Por lo visto, los primeros contactos del conde Julián con los musulmanes –que acababan de instalarse en el norte de África– se remontarían a los años 709 y 710. Se supone que los 27 y 28 de abril de 711, Julián puso sus naves a disposición de un primer ejército de unos siete mil hombres, dirigido por el gobernador de Tánger, el beréber Ţarīq ibn Ziyād (que daría nombre a la “montaña de Ţarīq”, Ŷabal Ţarīq, es decir “Gibraltar”). La fecha de la expedición había sido muy bien elegida pues, en ese preciso momento, el rey Rodrigo se hallaba en el frente norte luchando contra los vascones, lo cual permitió a los musulmanes crear una base de operaciones en la futura Algeciras y esperar los refuerzos de dos mil hombres más. Dos meses más tarde, el 19 de julio, tuvo lugar el enfrentamiento entre las tropas de Rodrigo y las de Ţarīq, en un lugar que se suele identificar con el río Barbate y que la tradición historiográfica ha llamado “la batalla de Guadalete”. Fue una completa derrota para Rodrigo quien desapareció durante el enfrentamiento. Por lo visto, durante el combate, algunos jefes visigodos abandonaron a Rodrigo llegando incluso a cambiar de bando: eso es, por ejemplo, lo que cuentan las crónicas medievales de Oppas, hermano del rey Witiza (el predecesor de Rodrigo) quien fuera metropolitano de Sevilla y luego de Toledo. Oppas, junto con el conde don Julián, se convertirá para la historiografía posterior en el imaginaire popular en parangón de “traidor”.

* **Ejercicios**
1. Responde según el fragmento sobre la conquista musulmana de 711:
(a) ¿Quién dirigía el primer ejército que cruzó en abril de 711 y qué cargo tenía?
(b) ¿Contra quiénes luchaba el rey Rodrigo en el frente norte?
(c) ¿De qué rey era hermano Oppas?
2. Retoma el fragmento sobre la conquista musulmana de 711 a partir de su última oración.

* **Entradas de datos**

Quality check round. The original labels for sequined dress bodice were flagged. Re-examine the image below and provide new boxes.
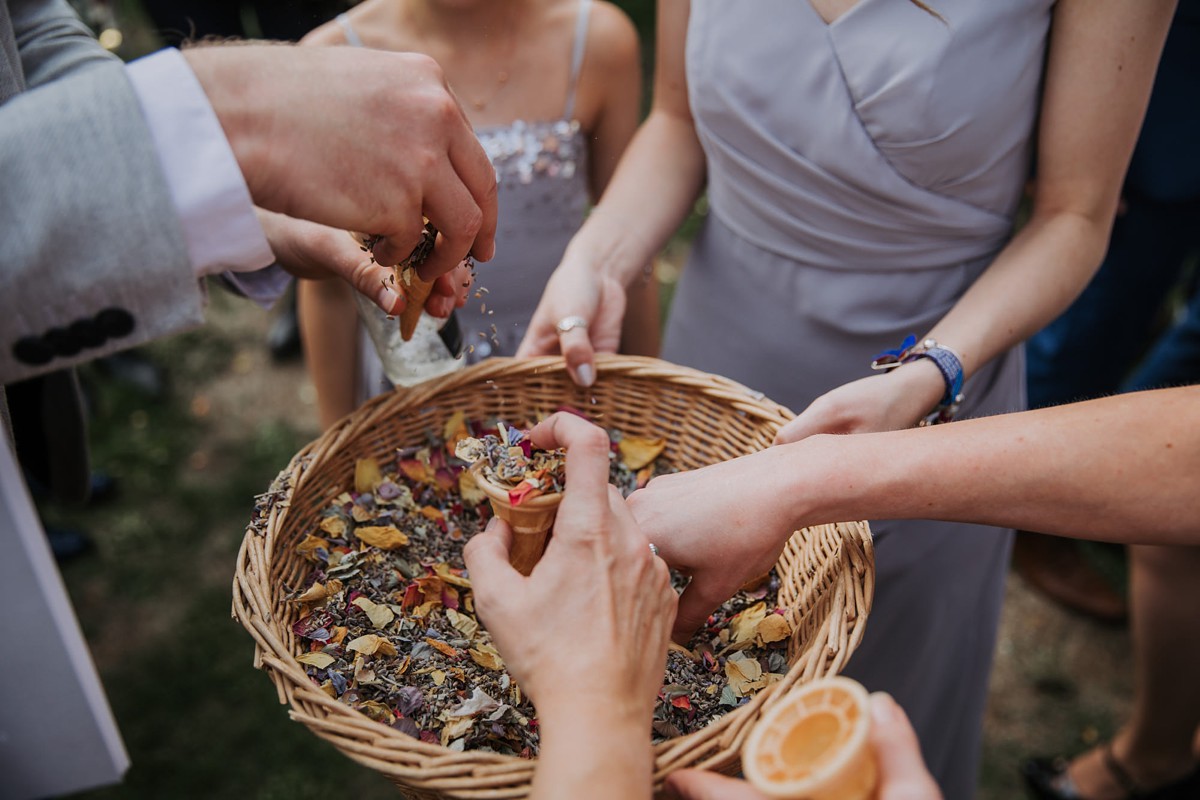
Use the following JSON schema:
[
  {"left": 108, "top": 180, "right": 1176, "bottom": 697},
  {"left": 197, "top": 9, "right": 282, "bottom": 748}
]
[{"left": 458, "top": 119, "right": 588, "bottom": 361}]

* **Soluciones**
1.
(a) Lo dirigía el beréber Ţarīq ibn Ziyād, gobernador de Tánger.
(b) Luchaba contra los vascones.
(c) Era hermano del rey Witiza, predecesor de Rodrigo.

2.
Esta victoria supuso el derrumbamiento del poder visigodo, cosa que Ţarīq comprendió pronto al ver que no se producía una verdadera reacción de contraofensiva por parte de las elites visigodas: la resistencia, cuando se produjo, fue esencialmente de tipo local y aislado, como si no existiese ya un poder político superior, lo que llamaríamos hoy un “estado”, capaz de reaccionar frente a una invasión. Es cierto, además que destacados miembros de la aristocracia visigoda se habían pasado al bando musulmán, esperando así obtener un honroso reparto del territorio. Tal era el caso de los que Rucquoi denomina “el clan de Witiza” en el que hallamos al ya mencionado arzobispo Oppas pero también al conde Cassius y sus familiares que tenían el control del Valle del Ebro y que no tardarían, con la llegada de los musulmanes a su región, en 714, en convertirse al Islam. Ante tal coyuntura y pensando que ésta podía cambiar, Ţarīq se apresuró a conquistar ciudades importantes, aunque ello presentara riesgos, como Córdoba y Toledo –donde Ţarīq se instaló para pasar el invierno–. En algunos casos los duces y comites visigodos pactaron interesantes rendiciones, como ocurrió con Teodomiro (quien dejará su nombre a la región de Murcia: Tudmīr), posiblemente hacia 713. Pero en muchos casos, fueron las mismas poblaciones locales las que, en vez de ofrecer resistencia, apoyaron y facilitaron la llegada e implantación del nuevo poder militar: especialmente los tan perseguidos judíos pero también amplios sectores de la población civil, muy descontenta del anterior poder visigodo. Sin embargo, hay que tener en cuenta, para comprender este hecho, en apariencia insólito, que posiblemente para las poblaciones autóctonas compuestas sobre todo de hispani, los nuevos ocupantes no eran a priori mucho más “extranjeros” que los anteriores, esos barbari venidos del norte de Europa.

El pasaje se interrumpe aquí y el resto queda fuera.